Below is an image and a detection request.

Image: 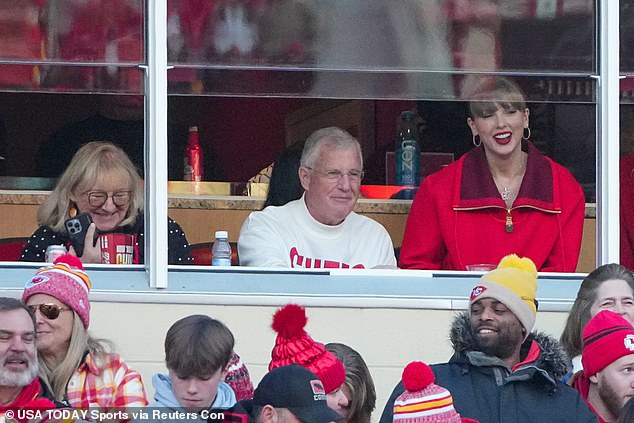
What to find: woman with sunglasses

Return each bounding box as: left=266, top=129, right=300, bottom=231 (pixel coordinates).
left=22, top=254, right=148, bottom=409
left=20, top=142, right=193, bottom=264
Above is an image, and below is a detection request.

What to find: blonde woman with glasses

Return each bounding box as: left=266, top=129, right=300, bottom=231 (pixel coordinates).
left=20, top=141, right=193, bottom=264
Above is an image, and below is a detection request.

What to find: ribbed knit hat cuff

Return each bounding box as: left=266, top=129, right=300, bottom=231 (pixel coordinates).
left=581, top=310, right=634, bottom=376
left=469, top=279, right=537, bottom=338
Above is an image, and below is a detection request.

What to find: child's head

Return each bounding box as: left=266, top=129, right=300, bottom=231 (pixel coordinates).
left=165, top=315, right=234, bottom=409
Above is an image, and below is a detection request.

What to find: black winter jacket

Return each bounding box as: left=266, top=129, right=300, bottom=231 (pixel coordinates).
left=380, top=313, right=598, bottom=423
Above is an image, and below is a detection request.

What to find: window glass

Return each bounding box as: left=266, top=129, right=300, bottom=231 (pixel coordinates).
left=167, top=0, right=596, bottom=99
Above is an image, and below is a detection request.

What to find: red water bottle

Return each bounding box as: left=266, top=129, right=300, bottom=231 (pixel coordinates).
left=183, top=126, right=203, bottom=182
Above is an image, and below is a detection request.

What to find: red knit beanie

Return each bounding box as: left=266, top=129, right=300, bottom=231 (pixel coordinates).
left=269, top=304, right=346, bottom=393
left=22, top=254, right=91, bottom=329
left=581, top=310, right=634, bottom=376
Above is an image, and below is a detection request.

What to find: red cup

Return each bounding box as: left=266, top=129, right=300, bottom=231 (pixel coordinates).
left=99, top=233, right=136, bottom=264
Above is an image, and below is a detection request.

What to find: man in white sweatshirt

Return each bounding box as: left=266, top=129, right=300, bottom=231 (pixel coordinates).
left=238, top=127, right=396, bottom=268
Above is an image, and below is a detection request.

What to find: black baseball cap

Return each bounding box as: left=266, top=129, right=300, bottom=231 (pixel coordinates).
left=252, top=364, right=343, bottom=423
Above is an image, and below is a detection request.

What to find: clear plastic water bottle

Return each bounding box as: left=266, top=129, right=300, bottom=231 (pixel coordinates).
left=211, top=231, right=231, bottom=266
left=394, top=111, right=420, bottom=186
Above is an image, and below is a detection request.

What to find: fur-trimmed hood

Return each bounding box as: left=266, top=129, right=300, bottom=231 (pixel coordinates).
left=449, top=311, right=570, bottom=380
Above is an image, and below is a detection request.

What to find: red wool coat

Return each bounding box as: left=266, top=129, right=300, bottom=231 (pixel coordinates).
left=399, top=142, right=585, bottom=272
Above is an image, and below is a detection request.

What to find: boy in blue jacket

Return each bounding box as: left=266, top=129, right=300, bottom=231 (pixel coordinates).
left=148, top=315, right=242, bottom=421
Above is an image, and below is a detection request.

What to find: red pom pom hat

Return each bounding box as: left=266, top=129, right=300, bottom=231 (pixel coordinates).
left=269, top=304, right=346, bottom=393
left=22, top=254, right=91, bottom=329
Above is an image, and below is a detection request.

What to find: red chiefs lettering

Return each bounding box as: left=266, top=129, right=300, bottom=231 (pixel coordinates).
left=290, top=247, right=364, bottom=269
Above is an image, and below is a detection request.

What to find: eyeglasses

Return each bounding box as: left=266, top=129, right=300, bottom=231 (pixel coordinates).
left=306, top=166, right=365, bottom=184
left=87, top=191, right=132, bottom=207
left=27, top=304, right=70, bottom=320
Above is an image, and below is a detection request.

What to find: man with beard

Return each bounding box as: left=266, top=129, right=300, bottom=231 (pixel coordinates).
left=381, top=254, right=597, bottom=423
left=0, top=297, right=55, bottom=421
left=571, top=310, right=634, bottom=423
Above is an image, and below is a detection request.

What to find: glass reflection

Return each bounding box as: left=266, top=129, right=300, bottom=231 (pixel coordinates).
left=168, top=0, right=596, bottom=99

* Exercise requirements:
Rewrite the listing as a JSON list of strings, one string per line and blank lines dropped, starting at the beginning of the listing and ending at the line that contains "left=20, top=141, right=193, bottom=264". Leave the pictures out of your answer.

* Result of this exercise:
[
  "Below is an image and a detection request.",
  "Image: ",
  "What to find: woman with sunglasses",
  "Return each bounding box as: left=266, top=129, right=300, bottom=231 (pixel coordinates).",
  "left=22, top=254, right=148, bottom=409",
  "left=20, top=142, right=193, bottom=264",
  "Above is an image, and below is a detection request.",
  "What to find: blonde woman with glasses",
  "Return each bounding box as: left=266, top=129, right=300, bottom=231 (pixel coordinates).",
  "left=20, top=141, right=193, bottom=264"
]